__THE TASK__
Return each line of the items below that contains the word "grass".

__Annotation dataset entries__
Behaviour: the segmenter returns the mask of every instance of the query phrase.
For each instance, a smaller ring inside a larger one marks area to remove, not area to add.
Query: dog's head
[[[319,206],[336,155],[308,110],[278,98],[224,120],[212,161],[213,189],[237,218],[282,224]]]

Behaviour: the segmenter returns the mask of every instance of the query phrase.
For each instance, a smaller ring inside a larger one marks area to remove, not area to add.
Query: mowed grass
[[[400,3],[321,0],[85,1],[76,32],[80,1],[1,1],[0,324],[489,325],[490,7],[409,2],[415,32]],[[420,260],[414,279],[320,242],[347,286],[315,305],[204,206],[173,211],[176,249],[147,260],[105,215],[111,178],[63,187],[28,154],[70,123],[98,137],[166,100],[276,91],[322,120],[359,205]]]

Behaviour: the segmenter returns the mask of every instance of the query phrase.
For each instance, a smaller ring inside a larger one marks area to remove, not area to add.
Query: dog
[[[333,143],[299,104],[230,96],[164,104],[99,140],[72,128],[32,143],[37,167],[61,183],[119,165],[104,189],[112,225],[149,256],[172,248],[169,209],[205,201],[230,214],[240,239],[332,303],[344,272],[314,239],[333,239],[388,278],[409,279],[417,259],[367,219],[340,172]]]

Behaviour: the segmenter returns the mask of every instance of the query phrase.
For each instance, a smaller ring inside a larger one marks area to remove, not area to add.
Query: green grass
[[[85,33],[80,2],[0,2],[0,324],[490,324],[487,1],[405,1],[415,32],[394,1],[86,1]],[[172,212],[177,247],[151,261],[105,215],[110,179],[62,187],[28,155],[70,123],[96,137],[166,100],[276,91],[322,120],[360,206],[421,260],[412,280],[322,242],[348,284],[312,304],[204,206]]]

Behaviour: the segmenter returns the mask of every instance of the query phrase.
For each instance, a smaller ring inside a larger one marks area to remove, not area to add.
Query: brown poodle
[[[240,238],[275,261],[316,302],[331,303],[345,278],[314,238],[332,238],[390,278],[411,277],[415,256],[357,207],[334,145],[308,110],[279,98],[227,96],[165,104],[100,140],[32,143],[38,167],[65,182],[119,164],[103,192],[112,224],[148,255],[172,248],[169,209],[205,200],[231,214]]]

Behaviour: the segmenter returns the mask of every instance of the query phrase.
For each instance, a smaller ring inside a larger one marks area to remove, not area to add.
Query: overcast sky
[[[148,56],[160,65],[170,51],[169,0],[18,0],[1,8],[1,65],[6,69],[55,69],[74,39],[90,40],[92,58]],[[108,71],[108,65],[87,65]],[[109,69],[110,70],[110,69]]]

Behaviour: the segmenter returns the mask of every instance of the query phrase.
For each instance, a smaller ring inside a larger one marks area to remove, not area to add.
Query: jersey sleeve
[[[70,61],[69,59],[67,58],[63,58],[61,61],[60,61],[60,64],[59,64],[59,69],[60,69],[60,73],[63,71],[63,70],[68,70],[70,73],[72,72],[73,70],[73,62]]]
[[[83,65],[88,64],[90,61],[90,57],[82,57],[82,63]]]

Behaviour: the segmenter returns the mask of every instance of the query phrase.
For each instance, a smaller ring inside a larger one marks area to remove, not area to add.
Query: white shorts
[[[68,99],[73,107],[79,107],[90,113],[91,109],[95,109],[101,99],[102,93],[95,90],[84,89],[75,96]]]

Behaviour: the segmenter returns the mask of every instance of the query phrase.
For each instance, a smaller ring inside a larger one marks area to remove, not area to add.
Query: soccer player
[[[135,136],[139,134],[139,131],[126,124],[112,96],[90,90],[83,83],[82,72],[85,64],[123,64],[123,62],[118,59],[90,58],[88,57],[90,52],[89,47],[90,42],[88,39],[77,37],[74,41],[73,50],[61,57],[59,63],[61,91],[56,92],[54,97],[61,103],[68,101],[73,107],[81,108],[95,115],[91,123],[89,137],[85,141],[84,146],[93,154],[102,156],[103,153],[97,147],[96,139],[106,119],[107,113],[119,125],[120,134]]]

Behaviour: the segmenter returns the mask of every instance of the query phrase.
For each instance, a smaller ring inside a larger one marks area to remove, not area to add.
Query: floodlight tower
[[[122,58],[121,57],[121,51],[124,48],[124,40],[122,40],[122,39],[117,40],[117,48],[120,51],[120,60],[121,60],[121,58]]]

__TASK OUTPUT__
Query: mowed grass
Query: green grass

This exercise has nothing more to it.